#### BRIEF
Extract the part of the passage on congressional reactions to the 2011 homeland security budget that runs from "Funding for staffing" up to and including "US security needs.", copying it word for word.

#### DOCUMENT SEGMENT
Rep. Bennie Thompson (D-Miss.), chairman of the House Homeland Security Committee, said he was pleased with the fiscal 2011 budget proposal.
'Given the current fiscal environment, I am pleased that the President saw fit to ask for $56 billion for the Department of Homeland Security for its ongoing efforts at deterring, detecting, preventing, and responding to terrorism and other threats,' Thompson said in a statement Monday.
Thompson approved of additional investments in aviation security, including the procurement of whole body imaging devices and explosive trace detection equipment. He also endorsed expanding the air marshal force and acquiring more canine teams.
Funding for staffing at US land ports, research and development for cybersecurity, and immigration enforcement in the Secure Communities Program also struck Thompson as justified.
However, he expressed disappointment over proposed cuts to specific grant programs.
'At the same time, I am disappointed that the President's budget reduces funding for a variety of grant programs, including much needed assistance to our firefighters, and fails to provide the necessary resources for DHS to meet its international cargo screening requirements,' Thompson said.
Rep. Hal Rogers (R-Ky.), ranking member of the House Homeland Security Appropriations Subcommittee, slammed the budget as wholly inadequate for US security needs.
'Every day our nation is under attack,' Rogers protested in a statement Monday. 'Whether it is a terrorist attempting to blow up a plane, a vicious drug lord raging war along our border, or a foreign national trying to hack into our national security systems, we face persistent threats that are only increasing.
'Despite these glaring facts, the administration has put forward an alarming and self-centered budget that is woefully lacking in many critical areas,' Rogers added.
Rogers accused the White House of slashing research funds, reducing US Border Patrol agents, and cutting Coast Guard personnel.

Data entries:

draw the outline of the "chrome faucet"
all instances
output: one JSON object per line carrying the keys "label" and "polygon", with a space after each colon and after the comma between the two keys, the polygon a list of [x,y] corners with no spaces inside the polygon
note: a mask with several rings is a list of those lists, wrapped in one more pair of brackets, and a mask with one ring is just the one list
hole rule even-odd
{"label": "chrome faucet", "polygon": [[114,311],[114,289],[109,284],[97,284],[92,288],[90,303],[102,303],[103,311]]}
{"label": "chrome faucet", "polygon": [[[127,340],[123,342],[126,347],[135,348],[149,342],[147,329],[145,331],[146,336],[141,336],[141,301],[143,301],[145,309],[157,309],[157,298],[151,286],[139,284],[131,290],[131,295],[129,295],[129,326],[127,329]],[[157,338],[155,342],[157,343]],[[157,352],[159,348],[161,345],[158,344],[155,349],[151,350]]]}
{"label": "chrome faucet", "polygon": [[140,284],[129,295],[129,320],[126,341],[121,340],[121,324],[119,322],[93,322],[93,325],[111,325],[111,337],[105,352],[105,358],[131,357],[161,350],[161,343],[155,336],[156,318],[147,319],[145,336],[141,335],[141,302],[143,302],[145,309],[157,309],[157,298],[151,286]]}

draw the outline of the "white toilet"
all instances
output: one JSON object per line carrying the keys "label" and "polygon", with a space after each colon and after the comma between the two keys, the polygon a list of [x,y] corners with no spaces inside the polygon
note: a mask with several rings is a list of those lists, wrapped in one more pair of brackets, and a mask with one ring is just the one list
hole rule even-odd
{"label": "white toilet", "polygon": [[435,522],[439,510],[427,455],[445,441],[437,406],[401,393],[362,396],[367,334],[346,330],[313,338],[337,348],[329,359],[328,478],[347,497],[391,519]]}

#### WRITTEN SOLUTION
Funding for staffing at US land ports, research and development for cybersecurity, and immigration enforcement in the Secure Communities Program also struck Thompson as justified.
However, he expressed disappointment over proposed cuts to specific grant programs.
'At the same time, I am disappointed that the President's budget reduces funding for a variety of grant programs, including much needed assistance to our firefighters, and fails to provide the necessary resources for DHS to meet its international cargo screening requirements,' Thompson said.
Rep. Hal Rogers (R-Ky.), ranking member of the House Homeland Security Appropriations Subcommittee, slammed the budget as wholly inadequate for US security needs.